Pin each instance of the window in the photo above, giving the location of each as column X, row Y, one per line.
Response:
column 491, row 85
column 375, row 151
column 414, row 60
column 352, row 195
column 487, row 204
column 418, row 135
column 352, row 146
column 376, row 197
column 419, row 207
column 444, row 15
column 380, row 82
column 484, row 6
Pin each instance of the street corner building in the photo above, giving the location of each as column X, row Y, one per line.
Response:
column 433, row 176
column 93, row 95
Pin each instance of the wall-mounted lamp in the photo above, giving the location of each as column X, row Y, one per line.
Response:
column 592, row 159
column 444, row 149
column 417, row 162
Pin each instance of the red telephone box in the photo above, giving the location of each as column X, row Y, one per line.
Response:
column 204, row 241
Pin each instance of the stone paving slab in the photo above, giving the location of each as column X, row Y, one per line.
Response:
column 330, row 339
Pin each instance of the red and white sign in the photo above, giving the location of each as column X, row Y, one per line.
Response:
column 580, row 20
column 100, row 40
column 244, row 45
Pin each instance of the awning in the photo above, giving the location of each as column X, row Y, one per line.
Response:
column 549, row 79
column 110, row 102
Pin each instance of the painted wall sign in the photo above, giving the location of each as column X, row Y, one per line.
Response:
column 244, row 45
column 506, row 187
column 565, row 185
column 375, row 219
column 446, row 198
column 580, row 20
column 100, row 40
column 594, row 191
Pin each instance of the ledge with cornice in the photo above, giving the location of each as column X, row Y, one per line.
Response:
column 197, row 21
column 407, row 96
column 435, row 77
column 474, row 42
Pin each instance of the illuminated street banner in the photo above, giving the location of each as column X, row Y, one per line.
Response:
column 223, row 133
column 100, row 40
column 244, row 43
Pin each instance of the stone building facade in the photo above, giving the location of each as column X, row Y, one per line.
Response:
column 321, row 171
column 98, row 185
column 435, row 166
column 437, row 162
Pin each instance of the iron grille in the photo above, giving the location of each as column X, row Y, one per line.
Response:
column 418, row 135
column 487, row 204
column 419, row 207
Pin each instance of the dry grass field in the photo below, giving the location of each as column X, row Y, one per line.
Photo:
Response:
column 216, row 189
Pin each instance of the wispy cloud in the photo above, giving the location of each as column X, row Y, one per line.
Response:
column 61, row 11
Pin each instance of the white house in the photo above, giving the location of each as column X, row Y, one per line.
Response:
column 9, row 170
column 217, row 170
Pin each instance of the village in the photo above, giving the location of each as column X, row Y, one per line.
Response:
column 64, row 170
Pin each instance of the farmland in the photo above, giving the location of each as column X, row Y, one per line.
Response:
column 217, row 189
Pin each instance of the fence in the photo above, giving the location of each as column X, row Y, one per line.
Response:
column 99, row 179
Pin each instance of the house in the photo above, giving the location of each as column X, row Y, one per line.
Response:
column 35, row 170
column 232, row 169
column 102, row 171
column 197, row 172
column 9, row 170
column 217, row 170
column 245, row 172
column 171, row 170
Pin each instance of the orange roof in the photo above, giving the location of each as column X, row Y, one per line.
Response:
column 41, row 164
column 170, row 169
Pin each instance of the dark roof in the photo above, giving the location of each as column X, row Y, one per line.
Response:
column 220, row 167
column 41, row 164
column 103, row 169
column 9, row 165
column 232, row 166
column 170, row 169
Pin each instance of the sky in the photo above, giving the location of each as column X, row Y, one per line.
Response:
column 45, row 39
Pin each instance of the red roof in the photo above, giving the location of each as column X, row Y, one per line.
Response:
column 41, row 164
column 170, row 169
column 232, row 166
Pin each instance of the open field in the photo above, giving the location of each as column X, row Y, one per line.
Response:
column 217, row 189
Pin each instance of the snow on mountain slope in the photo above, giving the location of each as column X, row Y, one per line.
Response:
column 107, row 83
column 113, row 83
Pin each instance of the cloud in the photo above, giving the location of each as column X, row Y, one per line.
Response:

REQUIRED WORK:
Please copy every item above word for word, changing nothing.

ANSWER TO THE TASK:
Pin each instance of the window in the photo above, giving the location of each as column X, row Y, one per line.
Response:
column 491, row 85
column 375, row 151
column 414, row 60
column 352, row 195
column 487, row 204
column 418, row 135
column 352, row 146
column 376, row 197
column 419, row 207
column 444, row 15
column 380, row 82
column 484, row 6
Pin each instance of the street corner building in the photo above, giving the location of each as column X, row Y, one per line.
Response:
column 433, row 176
column 93, row 95
Pin each instance of the wall-mounted lamp in the photo above, giving the location of each as column X, row Y, one per line.
Response:
column 592, row 159
column 444, row 149
column 417, row 162
Pin each instance of the red telephone box in the photo above, giving the location of each as column X, row Y, one per line.
Response:
column 204, row 241
Pin each instance of the stone paving slab in the photo above, giving the location of each as column X, row Y, one per line.
Response:
column 330, row 339
Pin each instance of the red and white sign in the photo above, giving the location of each as column X, row Y, one per line.
Response:
column 580, row 20
column 100, row 40
column 244, row 45
Pin each instance of the awning in the photo above, giving the location of each as column X, row Y, one per line.
Response:
column 549, row 79
column 110, row 102
Pin each instance of the painted wall sign in the photo above, giving the location of each as column X, row Y, one per line.
Response:
column 244, row 45
column 506, row 187
column 565, row 185
column 375, row 219
column 446, row 198
column 580, row 20
column 100, row 40
column 594, row 191
Pin each instance of the ledge with cornice in the photo above, giving the location of each as column X, row Y, one per line.
Response:
column 197, row 21
column 407, row 96
column 435, row 77
column 474, row 42
Pin each instance of the illuminated street banner in the photo above, giving the location of each as column X, row Y, one per line.
Response:
column 223, row 133
column 100, row 40
column 244, row 43
Pin each instance of the stone building facade in the photo above, giving the location of each as column X, row Y, one per line.
Response:
column 321, row 171
column 98, row 185
column 435, row 166
column 437, row 162
Pin each instance of the iron grille in the photo above, giving the location of each as column X, row Y, one per line.
Response:
column 418, row 135
column 487, row 204
column 419, row 207
Pin each instance of the dry grass field in the photo below, giving the location of each as column X, row Y, one per line.
Photo:
Response:
column 216, row 189
Pin each instance of the wispy cloud in the photo above, giving the location of each as column X, row Y, one per line.
Response:
column 61, row 11
Pin each instance of the white house in the photo above, giving the location of each as column X, row Y, one per line.
Response:
column 9, row 170
column 217, row 170
Pin each instance of the village in the photo above, giving the location of each as column X, row Y, one per line.
Response:
column 64, row 170
Pin each instance of the farmland in the photo above, giving the location of each as column X, row Y, one per line.
Response:
column 217, row 189
Pin each instance of the fence in the photo above, giving the location of each as column X, row Y, one per line.
Response:
column 99, row 179
Pin each instance of the house in the photo above, giving the location of each as column X, row Y, one per line.
Response:
column 35, row 170
column 232, row 169
column 102, row 171
column 197, row 172
column 9, row 170
column 217, row 170
column 245, row 172
column 171, row 170
Pin each instance of the orange roof in the photo above, giving the location of each as column X, row Y, one per line.
Response:
column 41, row 164
column 170, row 169
Pin each instance of the dark roof in the photo above, giving the location of each as column X, row Y, one per line.
Response:
column 220, row 167
column 41, row 164
column 103, row 169
column 9, row 165
column 232, row 166
column 170, row 169
Pin each instance of the sky in the photo above, giving the location of each as column X, row Y, one per line.
Response:
column 45, row 39
Pin each instance of the red roof in the photo above, giving the location of each as column X, row Y, one per line.
Response:
column 41, row 164
column 170, row 169
column 232, row 166
Pin each instance of the open field in the photo above, giving the location of each as column X, row Y, one per line.
Response:
column 217, row 189
Pin each instance of the snow on mountain slope in the photo above, giving the location of each as column X, row Y, one per line.
Response:
column 107, row 83
column 113, row 83
Pin each instance of the cloud in the photo above, giving the location of each as column X, row Y, one per line.
Response:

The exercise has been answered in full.